» What is expected: Update the entries below by replacing "wet rock surface" with "dry rock surface", keeping everything else unchanged. Leave the pictures out of your answer.

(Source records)
** Begin **

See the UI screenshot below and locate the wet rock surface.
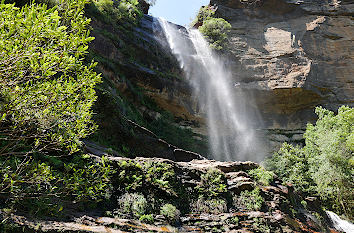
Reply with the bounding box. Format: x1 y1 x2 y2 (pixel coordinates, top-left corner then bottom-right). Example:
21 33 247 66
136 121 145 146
2 156 336 232
210 0 354 145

** End **

» Solution to this task:
See the UI screenshot below and locate the dry rock surface.
Reply with the bounding box. Format: x1 y1 x2 y2 (pixel coordinates, top-left corner then bottom-right). Example:
21 33 247 66
136 121 145 146
2 156 336 232
210 0 354 145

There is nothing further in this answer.